======== Data ========

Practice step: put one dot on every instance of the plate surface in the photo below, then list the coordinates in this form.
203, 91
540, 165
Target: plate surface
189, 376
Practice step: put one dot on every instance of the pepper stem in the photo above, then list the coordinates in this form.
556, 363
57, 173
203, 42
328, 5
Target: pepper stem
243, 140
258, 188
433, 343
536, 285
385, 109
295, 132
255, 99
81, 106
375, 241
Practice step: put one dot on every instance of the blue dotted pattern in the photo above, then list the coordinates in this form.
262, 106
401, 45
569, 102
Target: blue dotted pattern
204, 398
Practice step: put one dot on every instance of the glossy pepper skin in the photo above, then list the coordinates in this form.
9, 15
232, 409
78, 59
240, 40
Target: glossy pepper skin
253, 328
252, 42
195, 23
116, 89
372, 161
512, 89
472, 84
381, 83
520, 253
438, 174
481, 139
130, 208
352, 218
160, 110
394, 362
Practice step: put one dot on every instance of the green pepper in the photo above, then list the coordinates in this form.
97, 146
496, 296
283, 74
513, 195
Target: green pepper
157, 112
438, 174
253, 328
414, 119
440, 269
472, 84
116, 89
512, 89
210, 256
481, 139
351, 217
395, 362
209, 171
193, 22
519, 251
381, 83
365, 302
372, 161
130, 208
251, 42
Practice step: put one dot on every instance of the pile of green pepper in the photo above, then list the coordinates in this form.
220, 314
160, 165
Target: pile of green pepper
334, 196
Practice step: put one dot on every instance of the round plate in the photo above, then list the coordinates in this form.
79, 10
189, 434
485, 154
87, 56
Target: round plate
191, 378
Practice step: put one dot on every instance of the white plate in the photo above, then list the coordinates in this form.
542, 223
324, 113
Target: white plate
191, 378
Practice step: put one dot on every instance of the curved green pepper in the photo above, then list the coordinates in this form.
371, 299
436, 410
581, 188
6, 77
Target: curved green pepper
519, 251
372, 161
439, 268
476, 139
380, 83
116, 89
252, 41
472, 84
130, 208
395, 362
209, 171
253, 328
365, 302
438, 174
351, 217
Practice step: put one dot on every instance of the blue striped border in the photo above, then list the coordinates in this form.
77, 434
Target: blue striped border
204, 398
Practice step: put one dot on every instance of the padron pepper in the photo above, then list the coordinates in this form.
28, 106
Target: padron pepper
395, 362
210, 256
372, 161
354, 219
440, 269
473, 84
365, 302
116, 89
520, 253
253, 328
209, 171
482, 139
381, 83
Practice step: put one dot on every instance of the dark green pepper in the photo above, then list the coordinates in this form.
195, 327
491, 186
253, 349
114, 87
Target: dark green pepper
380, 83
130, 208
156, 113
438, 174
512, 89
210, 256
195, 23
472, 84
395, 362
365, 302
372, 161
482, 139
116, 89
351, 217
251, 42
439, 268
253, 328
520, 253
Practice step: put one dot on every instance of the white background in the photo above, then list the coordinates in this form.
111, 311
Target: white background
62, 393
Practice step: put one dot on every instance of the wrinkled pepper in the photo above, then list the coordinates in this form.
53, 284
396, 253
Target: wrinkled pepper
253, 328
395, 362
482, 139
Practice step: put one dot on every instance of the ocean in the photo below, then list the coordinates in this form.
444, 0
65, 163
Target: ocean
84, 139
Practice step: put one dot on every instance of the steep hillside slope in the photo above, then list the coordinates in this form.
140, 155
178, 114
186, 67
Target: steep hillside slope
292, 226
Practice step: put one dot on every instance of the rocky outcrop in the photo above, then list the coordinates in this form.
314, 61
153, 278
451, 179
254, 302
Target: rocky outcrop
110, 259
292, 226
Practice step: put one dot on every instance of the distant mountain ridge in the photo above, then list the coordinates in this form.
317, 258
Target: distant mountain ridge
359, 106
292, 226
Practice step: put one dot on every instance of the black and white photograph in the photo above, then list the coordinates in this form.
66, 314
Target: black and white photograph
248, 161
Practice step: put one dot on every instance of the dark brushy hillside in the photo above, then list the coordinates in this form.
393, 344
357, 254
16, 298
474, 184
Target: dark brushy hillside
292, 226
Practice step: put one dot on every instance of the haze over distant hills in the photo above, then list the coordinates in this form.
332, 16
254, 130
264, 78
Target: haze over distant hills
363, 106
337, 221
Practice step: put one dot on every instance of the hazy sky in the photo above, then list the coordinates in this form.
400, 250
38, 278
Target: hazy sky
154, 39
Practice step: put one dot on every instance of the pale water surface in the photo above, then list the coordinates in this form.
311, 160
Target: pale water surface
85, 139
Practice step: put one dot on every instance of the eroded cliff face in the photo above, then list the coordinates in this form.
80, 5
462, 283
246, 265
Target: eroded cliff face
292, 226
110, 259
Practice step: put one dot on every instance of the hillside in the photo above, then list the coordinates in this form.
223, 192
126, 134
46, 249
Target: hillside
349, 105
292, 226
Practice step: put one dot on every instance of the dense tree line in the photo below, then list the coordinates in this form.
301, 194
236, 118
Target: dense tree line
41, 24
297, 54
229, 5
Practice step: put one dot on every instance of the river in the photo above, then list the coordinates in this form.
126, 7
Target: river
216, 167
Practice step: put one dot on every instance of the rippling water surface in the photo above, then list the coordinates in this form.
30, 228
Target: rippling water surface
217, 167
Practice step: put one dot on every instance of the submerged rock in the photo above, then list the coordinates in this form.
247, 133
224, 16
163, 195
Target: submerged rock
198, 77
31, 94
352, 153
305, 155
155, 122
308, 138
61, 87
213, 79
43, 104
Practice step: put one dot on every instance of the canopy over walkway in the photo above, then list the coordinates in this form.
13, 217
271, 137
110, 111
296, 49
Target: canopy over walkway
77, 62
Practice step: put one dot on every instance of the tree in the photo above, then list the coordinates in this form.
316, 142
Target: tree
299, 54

========
======== Data ========

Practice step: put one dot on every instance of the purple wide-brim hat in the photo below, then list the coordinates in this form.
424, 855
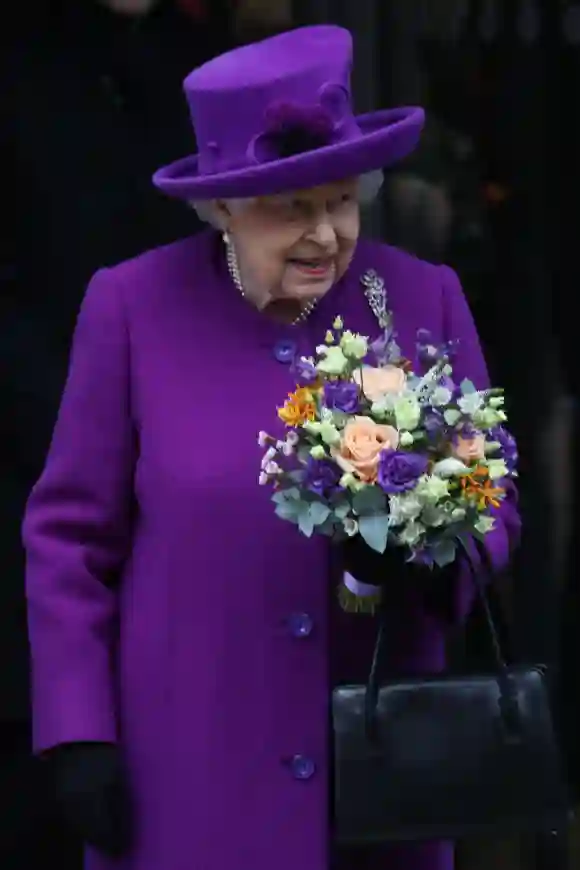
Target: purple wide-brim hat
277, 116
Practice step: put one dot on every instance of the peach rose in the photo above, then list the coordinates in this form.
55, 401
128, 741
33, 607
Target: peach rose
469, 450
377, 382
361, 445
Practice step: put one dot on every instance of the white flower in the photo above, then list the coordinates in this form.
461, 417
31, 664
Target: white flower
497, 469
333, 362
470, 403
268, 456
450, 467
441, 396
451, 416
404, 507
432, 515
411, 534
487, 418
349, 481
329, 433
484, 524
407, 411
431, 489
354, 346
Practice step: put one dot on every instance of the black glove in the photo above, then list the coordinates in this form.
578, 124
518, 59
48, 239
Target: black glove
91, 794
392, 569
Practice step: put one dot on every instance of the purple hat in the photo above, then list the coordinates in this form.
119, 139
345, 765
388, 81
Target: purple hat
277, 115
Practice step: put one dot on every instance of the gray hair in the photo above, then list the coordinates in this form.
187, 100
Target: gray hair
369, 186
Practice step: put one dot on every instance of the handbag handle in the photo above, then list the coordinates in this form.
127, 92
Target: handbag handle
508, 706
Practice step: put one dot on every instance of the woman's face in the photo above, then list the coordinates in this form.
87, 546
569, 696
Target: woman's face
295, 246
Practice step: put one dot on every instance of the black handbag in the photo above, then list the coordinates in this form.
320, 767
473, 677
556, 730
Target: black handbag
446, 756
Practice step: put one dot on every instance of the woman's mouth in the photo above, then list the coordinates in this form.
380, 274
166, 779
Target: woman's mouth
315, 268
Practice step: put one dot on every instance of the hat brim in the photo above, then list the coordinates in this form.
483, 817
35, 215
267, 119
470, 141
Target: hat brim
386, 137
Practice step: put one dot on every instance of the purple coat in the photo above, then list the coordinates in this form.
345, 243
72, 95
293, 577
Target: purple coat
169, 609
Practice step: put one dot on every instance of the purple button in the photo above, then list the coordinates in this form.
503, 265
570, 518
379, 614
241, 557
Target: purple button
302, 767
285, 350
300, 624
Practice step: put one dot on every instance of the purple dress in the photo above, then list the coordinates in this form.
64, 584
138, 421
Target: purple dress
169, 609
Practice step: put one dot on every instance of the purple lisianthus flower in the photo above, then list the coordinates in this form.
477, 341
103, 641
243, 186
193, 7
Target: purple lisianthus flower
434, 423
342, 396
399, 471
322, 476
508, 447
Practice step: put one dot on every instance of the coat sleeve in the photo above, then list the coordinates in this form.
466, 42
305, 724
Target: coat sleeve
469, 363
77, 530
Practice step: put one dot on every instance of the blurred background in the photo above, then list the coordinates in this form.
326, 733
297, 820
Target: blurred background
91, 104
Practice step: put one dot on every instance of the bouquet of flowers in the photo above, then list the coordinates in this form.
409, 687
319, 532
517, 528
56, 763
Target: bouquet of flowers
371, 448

========

• Exercise: Pick out each line of the material above that contains the word “curved” and copy those lines.

• Reply to the exercise:
Practice step: put one dot on every instance of the curved green pepper in the photo above, then list the coordinates in this form.
Target: curved green pepper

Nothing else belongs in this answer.